━━ Extract ━━

GQA's main practical benefit is on inference: KV cache memory scales with the number of key-value heads rather than query heads, so a 70B model with 64 query heads but 8 KV heads consumes about 1/8 the cache of a same-shape model that used full multi-head attention. This enables longer context generation on commodity hardware and reduces the cost of multi-tenant serving in cloud deployments [4].

rotary positional embeddings

LLaMA 3 employs Rotary Positional Embeddings (RoPE) to encode positional information. RoPE applies a rotation matrix to encode absolute position while simultaneously incorporating relative position information directly into the self-attention computation. For the LLaMA 3 series, Meta increased the RoPE base frequency hyperparameter to 500,000 (up from 10,000 in LLaMA 2), which enables better support for longer context lengths of up to 8,192 tokens in the initial release and 128,000 tokens in LLaMA 3.1 [3]. The higher base frequency stretches the rotation period, allowing the model to distinguish positions over longer ranges without running into the periodic aliasing that would occur at lower frequencies.

For the 128K context extension in LLaMA 3.1, Meta further scaled RoPE using a custom interpolation scheme combined with continued pretraining on long-context documents. The team gradually expanded context length over several training stages: 8K, then 16K, then 32K, 64K, and finally 128K, with each stage using a curated mixture of long documents (books, code repositories, research papers) to teach the model to attend over the new range. The 128K extension preserved short-context quality while delivering near-perfect retrieval scores on the needle-in-a-haystack benchmark across the full window [3].

dense transformer design

Unlike some competing models that use mixture-of-experts (MoE) architectures, all LLaMA 3 models employ a dense transformer design in which every parameter is active during inference. Meta chose this approach for its simplicity, training stability, and ease of deployment, though it means that inference cost scales linearly with parameter count [3]. The team explicitly evaluated MoE alternatives during the design phase but concluded that the dense architecture provided better training stability at the scales they targeted and was simpler to optimize for deployment across diverse hardware platforms. The decision was reversed in the Llama 4 generation, which moved to MoE in 2025.

training

pretraining data

LLaMA 3 models were pretrained on over 15 trillion tokens of text collected from publicly available sources. This represents a roughly sevenfold increase over the 2 trillion tokens used for LLaMA 2. Over 5% of the training data (approximately 800 million tokens) consisted of text in more than 30 non-English languages, improving multilingual performance [1].

Meta developed custom data filtering pipelines using multiple stages of quality control. The pipeline included heuristic filters for removing low-quality content, NSFW classifiers, and text quality classifiers trained specifically for this purpose. For quality scoring, Meta used DistilRoBERTa models trained on web data that had been annotated by LLaMA 2 itself, creating a bootstrapping approach where the previous generation model helped curate data for the next [3]. Specialized classifiers were also trained for code and reasoning content, using prompt-tuned models to identify web pages containing mathematical deductions, STEM reasoning, and code interleaved with natural language.

━━━
━━ Extracted entries ━━

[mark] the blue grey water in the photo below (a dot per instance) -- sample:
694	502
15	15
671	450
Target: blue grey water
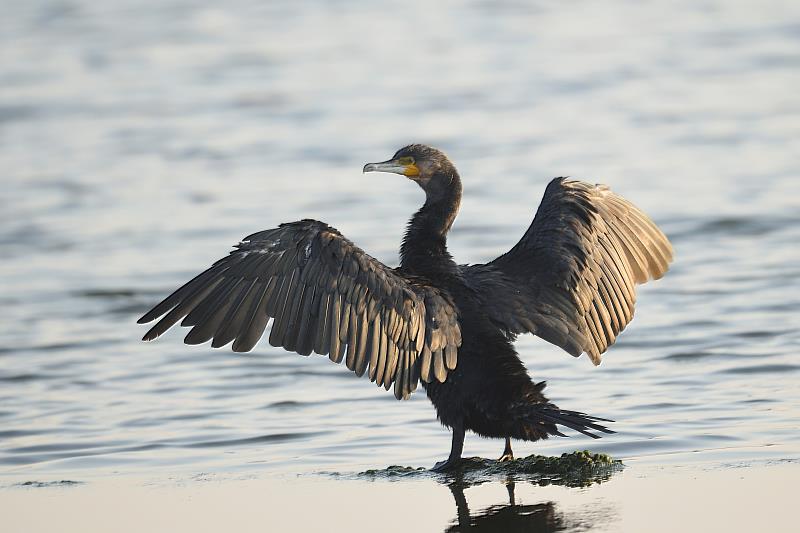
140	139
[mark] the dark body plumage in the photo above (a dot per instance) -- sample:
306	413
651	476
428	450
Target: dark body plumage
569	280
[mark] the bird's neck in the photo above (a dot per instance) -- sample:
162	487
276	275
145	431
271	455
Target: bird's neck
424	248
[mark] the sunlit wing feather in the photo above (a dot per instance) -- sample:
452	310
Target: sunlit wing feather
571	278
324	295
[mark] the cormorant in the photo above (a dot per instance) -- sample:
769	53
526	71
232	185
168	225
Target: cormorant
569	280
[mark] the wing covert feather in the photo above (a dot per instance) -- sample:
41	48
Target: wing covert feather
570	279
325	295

━━━

Please repeat word for word the stretch of the LLaMA 3 extract from "LLaMA 3 employs" through "at lower frequencies.". The entries have no connection to the LLaMA 3 extract.

■ Exercise answer:
LLaMA 3 employs Rotary Positional Embeddings (RoPE) to encode positional information. RoPE applies a rotation matrix to encode absolute position while simultaneously incorporating relative position information directly into the self-attention computation. For the LLaMA 3 series, Meta increased the RoPE base frequency hyperparameter to 500,000 (up from 10,000 in LLaMA 2), which enables better support for longer context lengths of up to 8,192 tokens in the initial release and 128,000 tokens in LLaMA 3.1 [3]. The higher base frequency stretches the rotation period, allowing the model to distinguish positions over longer ranges without running into the periodic aliasing that would occur at lower frequencies.